Identify each line in the listing below that contains the word "window", and copy those lines in full.

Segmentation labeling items
◆ ◆ ◆ ◆ ◆

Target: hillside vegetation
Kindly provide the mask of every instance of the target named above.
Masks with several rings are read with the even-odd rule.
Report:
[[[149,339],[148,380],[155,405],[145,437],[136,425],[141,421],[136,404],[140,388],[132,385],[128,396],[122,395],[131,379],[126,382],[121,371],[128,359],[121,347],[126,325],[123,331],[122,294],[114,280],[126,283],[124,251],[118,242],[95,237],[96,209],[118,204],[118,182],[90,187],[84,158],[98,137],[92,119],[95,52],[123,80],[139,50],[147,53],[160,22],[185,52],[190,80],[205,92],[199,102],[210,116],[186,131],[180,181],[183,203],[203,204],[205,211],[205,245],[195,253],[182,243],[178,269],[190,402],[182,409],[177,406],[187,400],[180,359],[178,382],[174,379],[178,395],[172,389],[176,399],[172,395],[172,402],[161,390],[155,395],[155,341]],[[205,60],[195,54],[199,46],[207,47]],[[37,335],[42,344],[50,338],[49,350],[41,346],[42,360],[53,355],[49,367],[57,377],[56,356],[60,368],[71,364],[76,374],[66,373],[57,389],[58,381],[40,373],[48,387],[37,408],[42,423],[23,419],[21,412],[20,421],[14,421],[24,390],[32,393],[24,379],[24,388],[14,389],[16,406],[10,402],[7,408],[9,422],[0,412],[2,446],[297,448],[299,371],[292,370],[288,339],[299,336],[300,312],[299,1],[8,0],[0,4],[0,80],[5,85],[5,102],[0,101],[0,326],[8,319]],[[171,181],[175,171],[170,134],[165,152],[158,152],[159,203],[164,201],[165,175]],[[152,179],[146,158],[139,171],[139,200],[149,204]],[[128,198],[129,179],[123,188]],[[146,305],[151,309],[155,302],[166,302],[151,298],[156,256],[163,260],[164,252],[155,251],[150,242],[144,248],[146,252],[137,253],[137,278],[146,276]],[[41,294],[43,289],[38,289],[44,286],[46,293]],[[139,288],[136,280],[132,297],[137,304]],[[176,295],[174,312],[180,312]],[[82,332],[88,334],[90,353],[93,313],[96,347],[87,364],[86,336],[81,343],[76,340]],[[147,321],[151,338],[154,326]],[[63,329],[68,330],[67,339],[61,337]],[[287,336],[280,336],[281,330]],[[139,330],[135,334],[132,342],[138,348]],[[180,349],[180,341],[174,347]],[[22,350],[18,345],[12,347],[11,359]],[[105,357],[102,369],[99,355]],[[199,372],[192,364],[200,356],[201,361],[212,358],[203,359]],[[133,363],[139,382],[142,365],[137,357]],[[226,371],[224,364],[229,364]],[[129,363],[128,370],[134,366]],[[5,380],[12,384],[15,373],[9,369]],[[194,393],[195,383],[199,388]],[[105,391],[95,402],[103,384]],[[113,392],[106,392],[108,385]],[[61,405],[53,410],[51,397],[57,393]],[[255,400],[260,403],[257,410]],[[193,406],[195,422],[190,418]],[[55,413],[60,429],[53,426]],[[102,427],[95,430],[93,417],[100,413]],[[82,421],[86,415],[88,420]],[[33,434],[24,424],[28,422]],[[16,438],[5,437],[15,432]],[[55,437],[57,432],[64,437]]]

◆ ◆ ◆ ◆ ◆

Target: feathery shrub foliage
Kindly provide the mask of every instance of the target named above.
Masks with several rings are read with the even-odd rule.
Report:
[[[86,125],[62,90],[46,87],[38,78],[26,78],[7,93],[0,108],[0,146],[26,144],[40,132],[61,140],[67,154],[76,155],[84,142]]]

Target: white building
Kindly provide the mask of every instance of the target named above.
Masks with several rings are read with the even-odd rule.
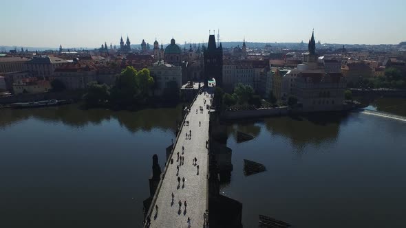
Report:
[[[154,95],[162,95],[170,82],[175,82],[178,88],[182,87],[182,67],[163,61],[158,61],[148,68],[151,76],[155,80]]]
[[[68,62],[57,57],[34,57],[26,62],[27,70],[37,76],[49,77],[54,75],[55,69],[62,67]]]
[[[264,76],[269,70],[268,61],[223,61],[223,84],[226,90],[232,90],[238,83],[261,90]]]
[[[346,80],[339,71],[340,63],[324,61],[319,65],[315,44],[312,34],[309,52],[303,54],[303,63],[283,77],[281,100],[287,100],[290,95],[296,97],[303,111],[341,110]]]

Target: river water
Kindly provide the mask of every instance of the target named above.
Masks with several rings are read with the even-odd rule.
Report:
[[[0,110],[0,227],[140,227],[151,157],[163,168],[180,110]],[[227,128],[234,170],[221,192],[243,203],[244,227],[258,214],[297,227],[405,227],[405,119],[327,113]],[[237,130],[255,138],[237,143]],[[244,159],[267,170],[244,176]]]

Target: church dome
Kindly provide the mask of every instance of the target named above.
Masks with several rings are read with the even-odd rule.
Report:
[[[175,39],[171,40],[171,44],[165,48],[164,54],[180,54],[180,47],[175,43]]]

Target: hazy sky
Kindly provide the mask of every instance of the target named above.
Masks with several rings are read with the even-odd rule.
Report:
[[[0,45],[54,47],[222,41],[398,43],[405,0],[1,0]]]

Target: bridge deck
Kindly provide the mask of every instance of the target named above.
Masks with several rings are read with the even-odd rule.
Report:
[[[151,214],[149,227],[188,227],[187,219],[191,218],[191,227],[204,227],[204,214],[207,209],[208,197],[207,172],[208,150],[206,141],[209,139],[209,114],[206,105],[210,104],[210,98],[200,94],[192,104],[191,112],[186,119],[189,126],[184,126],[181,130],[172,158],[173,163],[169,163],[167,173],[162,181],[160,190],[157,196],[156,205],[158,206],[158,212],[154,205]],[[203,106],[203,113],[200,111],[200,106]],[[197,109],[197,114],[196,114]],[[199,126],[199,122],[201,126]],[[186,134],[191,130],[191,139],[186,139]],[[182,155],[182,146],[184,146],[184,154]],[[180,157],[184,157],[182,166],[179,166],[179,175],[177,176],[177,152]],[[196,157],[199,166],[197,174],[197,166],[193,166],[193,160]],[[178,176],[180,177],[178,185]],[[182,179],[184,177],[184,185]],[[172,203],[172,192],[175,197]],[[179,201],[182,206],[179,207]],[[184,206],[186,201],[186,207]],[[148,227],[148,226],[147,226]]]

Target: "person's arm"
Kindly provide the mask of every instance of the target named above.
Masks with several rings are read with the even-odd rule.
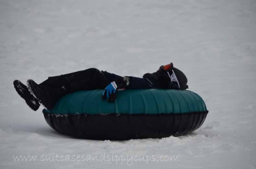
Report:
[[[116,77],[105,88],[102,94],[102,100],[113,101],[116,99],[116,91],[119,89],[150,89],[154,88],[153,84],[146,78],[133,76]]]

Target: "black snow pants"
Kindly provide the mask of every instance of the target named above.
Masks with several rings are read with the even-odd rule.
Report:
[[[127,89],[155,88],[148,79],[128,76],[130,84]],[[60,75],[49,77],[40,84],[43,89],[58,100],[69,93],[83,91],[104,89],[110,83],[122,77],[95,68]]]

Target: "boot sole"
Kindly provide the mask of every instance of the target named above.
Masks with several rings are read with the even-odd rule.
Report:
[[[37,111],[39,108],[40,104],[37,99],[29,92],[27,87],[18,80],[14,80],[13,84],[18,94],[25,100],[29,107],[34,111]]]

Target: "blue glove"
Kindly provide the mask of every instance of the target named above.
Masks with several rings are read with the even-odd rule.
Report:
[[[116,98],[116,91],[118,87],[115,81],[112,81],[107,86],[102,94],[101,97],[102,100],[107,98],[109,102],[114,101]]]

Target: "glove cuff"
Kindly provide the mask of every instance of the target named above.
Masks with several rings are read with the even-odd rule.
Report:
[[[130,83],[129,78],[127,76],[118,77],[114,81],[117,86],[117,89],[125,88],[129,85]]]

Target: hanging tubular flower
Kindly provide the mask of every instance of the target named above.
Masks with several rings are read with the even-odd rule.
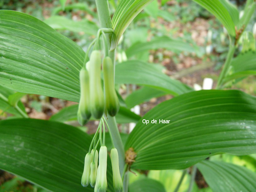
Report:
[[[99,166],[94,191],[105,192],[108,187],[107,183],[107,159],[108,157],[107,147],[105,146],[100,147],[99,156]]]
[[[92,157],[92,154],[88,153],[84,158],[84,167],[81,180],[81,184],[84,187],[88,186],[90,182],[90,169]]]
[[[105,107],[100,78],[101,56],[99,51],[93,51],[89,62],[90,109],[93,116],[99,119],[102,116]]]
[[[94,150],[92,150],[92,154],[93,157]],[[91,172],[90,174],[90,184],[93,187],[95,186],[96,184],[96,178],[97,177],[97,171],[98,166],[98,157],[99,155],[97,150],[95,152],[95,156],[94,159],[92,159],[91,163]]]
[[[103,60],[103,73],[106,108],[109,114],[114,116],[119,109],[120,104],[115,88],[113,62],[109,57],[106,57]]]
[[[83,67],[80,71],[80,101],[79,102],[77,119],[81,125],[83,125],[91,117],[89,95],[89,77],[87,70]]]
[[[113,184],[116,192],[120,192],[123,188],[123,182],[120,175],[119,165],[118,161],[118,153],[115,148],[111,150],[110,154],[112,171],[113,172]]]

◆ ◆ ◆ ◆ ◆

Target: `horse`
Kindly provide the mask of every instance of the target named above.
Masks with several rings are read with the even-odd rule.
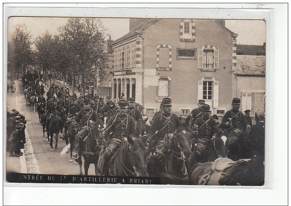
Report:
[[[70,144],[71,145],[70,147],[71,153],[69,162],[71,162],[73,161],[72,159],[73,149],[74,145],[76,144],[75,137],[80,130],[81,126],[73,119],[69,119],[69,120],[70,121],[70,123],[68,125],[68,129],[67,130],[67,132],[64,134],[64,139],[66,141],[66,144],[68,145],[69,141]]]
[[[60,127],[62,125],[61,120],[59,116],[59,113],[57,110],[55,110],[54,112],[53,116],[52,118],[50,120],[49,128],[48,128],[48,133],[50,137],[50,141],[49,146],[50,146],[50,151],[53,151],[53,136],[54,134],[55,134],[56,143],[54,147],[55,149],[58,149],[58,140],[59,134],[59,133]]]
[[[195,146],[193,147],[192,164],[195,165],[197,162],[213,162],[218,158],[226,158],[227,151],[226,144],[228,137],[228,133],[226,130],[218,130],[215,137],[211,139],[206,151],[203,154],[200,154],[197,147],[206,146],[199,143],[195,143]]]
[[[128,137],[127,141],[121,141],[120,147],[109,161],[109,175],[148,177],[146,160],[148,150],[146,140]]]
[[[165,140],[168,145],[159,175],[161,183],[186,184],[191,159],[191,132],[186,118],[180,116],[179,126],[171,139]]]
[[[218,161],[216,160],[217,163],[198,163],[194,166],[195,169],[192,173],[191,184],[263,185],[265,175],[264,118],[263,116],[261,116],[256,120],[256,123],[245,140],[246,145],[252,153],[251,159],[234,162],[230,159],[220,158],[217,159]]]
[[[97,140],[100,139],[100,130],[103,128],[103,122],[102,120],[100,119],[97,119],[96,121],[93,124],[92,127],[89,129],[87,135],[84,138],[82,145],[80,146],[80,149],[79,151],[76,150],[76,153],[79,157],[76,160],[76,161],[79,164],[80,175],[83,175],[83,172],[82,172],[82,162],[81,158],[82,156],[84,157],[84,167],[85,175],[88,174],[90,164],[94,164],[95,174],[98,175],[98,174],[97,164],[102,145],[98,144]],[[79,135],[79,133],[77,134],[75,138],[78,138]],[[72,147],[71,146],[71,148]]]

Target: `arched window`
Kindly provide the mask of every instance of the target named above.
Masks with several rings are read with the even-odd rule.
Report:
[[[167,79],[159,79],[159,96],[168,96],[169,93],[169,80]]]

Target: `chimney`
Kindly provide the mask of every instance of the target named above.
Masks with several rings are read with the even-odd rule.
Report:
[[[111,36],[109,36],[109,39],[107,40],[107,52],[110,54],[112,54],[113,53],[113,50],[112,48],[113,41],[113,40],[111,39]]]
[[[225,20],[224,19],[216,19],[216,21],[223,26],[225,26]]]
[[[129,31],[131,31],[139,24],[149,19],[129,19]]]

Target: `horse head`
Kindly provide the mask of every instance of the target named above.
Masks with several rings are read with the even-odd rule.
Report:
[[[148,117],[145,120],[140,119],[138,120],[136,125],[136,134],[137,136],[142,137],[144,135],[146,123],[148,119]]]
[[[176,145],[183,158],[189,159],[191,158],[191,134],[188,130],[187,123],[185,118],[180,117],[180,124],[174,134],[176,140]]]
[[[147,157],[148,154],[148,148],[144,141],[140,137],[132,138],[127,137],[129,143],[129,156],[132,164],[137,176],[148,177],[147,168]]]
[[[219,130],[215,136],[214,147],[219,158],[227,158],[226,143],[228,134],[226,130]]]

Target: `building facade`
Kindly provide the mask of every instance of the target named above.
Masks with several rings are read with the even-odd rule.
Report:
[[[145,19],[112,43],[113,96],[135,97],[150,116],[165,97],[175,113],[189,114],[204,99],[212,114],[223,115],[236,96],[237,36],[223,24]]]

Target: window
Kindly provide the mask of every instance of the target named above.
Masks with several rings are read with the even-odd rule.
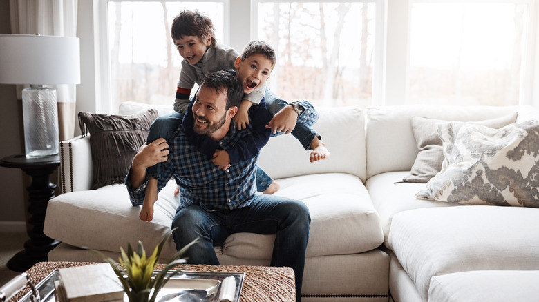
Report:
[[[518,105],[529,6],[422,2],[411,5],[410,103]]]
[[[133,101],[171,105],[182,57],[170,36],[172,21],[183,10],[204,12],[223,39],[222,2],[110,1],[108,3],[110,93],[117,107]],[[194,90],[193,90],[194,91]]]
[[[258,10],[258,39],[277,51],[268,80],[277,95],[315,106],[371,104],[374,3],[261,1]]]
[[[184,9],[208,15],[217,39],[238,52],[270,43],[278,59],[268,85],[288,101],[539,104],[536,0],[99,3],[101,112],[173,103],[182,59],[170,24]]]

◆ ◆ ◆ ◆ ◆

### THE OUTPUT
Target: `arched window`
Target: window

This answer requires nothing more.